» 抜粋本文
******************************
歯周病や虫歯、不慮の事故など、さまざまな要因により歯を失ってしまった際の治療法「インプラント」。入れ歯やブリッジに代わる新たな治療法として、近年急速に普及しつつあります。
インプラントとは、一体どんな治療法なのでしょうか。入れ歯など他の治療法とどんな違いがあるのか、また気になるお値段や寿命についてもご紹介します。
インプラントとは、体内に埋め込む医療機器などの人工物、あるいはその技術のことです。
歯科においては、歯がなくなった場合に顎の骨に人工歯根を埋め込み、人工歯を装着することを「デンタルインプラント」と呼びます。
昨今ではこうしたデンタルインプラントのことを、単に「インプラント」と呼ぶのが一般的になっています。
インプラントは主に、以下の3つの部品で成り立っています。
1. インプラント体(人工歯根)
2. アバットメント(支台)
3. 上部構造物(人工歯)
顎に埋め込む人工歯根、人工歯根と歯を接続して支える支台、そして歯の代わりとなる人口歯の3つです。
インプラント体とアバットメントが一体化しているものもあります。
歯がなくなったり折れたりした場合、インプラントの他にも入れ歯、ブリッジといった治療法があります。
これらには、どういった違いがあるのでしょうか?
インプラントも合わせて、それぞれのメリットやデメリットを見ていきましょう。
入れ歯とは、人工の歯茎と歯を自分の歯茎にかぶせて使用する器具です。総入れ歯と部分入れ歯があり、後者は残存歯にバネをひっかけて使用します。
メリットは広範囲に対応できることと、素材によっては保険適用も可能であること。
デメリットは取り外して洗浄する手間がかかることや、違和感、噛む力の弱さなどが挙げられます。また、バネをかけている歯に負担がかかり、ゆれたり弱ったりしてその歯を抜くことになる場合もあるということです。
******************************
» データ部分
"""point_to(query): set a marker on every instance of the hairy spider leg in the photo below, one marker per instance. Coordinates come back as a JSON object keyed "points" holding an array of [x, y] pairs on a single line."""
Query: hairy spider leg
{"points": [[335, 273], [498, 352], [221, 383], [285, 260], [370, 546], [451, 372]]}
******************************
» 課題概要 1
インプラントに関する文章を2文で要約してください。
» 課題概要 2
インプラントに関する文章を、最後の文の後から書き継ぐ。

» 演習結果 1
インプラントは、歯を失った際に顎の骨に人工歯根を埋め込んで人工歯を装着する治療法で、インプラント体、アバットメント、上部構造物の3つの部品から成る。歯を失った場合の治療法には入れ歯やブリッジもあり、入れ歯は広範囲に対応でき素材によっては保険適用も可能だが、取り外して洗浄する手間や違和感、噛む力の弱さ、バネをかけた歯への負担といったデメリットがある。

» 演習結果 2
ブリッジとは、残された健康な歯を削って土台とし、その上に人工の歯をかぶせる方法です。
メリットは、入れ歯と違って取り外す手間が不要なこと、素材によっては保険が適用になるケースもあること。デメリットは、土台となる健康な歯を削る必要があることです。
入れ歯やブリッジと比較して自分の歯への影響がなく、使い心地も優れているのがインプラントです。審美性も高く、見た目も自然で自分の歯のように使用できます。
デメリットは、やはりお値段。保険適用外なので他の治療法と比較すると高額な費用がかかります。また高度な技術が求められる治療法のため、歯科医を厳選する必要があります。
インプラントは、どれくらいの期間使用することができるのでしょうか。
インプラントの平均寿命や、インプラントの寿命を縮める生活習慣などをご説明します。
インプラントの寿命は、日頃の手入れやメンテナンス状況にも左右されますが、メンテナンス次第では数十年持つと言われています。なんと最長で43年持っているという報告も。
インプラント自体が1965年頃から始まった技術ですので、今の技術であればもっと長持ちする可能性もあります。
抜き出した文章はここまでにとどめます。